• REQUIREMENTS
Output the full listing below exactly, without the pictures.

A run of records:
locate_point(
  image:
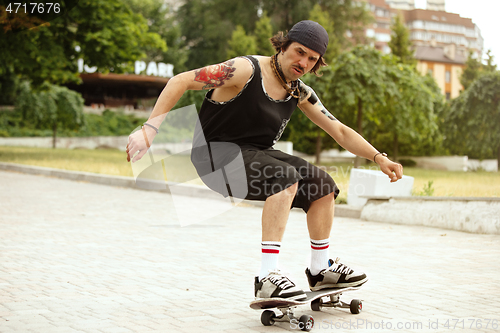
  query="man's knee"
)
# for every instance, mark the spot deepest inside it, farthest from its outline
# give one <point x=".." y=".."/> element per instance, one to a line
<point x="288" y="191"/>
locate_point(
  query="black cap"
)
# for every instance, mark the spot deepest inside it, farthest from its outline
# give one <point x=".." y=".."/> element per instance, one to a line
<point x="310" y="34"/>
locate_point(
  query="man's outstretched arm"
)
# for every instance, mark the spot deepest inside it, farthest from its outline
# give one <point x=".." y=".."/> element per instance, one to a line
<point x="345" y="136"/>
<point x="229" y="76"/>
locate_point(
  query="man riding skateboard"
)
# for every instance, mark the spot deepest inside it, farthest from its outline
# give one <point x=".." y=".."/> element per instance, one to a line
<point x="248" y="104"/>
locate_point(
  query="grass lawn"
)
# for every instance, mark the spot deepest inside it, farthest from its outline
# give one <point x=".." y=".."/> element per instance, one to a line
<point x="114" y="162"/>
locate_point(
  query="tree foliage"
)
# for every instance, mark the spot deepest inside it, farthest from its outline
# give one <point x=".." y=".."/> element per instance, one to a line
<point x="161" y="19"/>
<point x="241" y="43"/>
<point x="207" y="26"/>
<point x="472" y="124"/>
<point x="109" y="35"/>
<point x="263" y="31"/>
<point x="386" y="101"/>
<point x="51" y="108"/>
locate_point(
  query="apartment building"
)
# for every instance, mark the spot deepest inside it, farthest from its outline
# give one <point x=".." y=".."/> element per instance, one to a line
<point x="441" y="40"/>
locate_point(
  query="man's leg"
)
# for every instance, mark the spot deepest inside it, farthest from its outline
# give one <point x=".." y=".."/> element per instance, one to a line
<point x="275" y="214"/>
<point x="319" y="224"/>
<point x="320" y="217"/>
<point x="271" y="283"/>
<point x="324" y="272"/>
<point x="274" y="219"/>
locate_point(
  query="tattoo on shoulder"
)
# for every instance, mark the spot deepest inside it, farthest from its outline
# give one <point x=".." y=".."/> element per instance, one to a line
<point x="215" y="75"/>
<point x="307" y="93"/>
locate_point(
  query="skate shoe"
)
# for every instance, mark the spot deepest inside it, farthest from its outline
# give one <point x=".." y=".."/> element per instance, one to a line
<point x="336" y="276"/>
<point x="276" y="285"/>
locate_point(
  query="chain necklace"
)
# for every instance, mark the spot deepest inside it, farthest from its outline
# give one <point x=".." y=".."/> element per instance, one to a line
<point x="293" y="89"/>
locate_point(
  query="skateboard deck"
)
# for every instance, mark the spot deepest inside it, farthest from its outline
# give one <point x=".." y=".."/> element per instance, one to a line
<point x="270" y="303"/>
<point x="315" y="298"/>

• THE RESPONSE
locate_point(
  image:
  query="man's knee"
)
# for every instance, mark the spot deepest inside it, farthest from its outline
# give one <point x=".." y=".."/> element per instance, one to a line
<point x="288" y="191"/>
locate_point(
  query="black cap"
)
# for every instance, mark the spot deepest inside it, farthest from its outline
# give one <point x=".." y=".."/> element per instance, one to a line
<point x="310" y="34"/>
locate_point(
  query="man's outstretched arm"
)
# for every instance, mark the spot deepest inside it, farthest from its outline
# give one <point x=".." y=".."/> element per instance, one to a line
<point x="345" y="136"/>
<point x="229" y="76"/>
locate_point(
  query="man riding skateboard"
)
# for every instance, mark the spot deepest inside it, farthest from its outline
# give one <point x=".." y=".."/> element per instance, one to a line
<point x="248" y="104"/>
locate_point(
  query="grass lawn"
)
# for every instance, mark the spot deepest inside it, farthest from its outline
# give one <point x=".." y=".."/> element per instance, one to a line
<point x="114" y="162"/>
locate_point(
  query="tree foliage"
)
# for every instance, mark the spot deepest inside it, farthest from its outline
# give one <point x=".." y=".."/> element per instance, one to a line
<point x="161" y="19"/>
<point x="241" y="43"/>
<point x="207" y="26"/>
<point x="472" y="124"/>
<point x="109" y="35"/>
<point x="263" y="31"/>
<point x="386" y="101"/>
<point x="51" y="108"/>
locate_point(
  query="apartment building"
)
# for every instance, mark the spot deepest inside it, farthest from its outline
# give one <point x=".." y=".."/> element per instance, one to a line
<point x="441" y="40"/>
locate_point(
  query="man's leg"
)
# for every instance, mark the spot deepest inside it, farthest from its outline
# give one <point x=".." y=".."/> element per instance, one to a line
<point x="275" y="214"/>
<point x="319" y="224"/>
<point x="320" y="217"/>
<point x="271" y="283"/>
<point x="324" y="272"/>
<point x="274" y="219"/>
locate_point(
  query="tattoo on shoulder"
)
# for every instance, mark the spot deepest inside it, farthest from its outline
# give one <point x=".." y=".."/> element per instance, one to a line
<point x="215" y="75"/>
<point x="307" y="93"/>
locate_point(
  query="skate shoe"
)
# for every instance, mark the spot deepest inside it, farthest from its outline
# give one <point x=".." y=".."/> element per instance, one to a line
<point x="336" y="276"/>
<point x="276" y="285"/>
locate_point(
  query="chain necklace"
)
# for every instance, mark the spot deepest inside it, farthest from its outline
# give one <point x=".." y=".."/> element per instance, one to a line
<point x="293" y="89"/>
locate_point(
  query="skateboard deck"
)
# for every instance, mark the spot deepest inside it, farthest from its outline
# give one <point x=".." y=".."/> element per instance, one to a line
<point x="270" y="303"/>
<point x="315" y="298"/>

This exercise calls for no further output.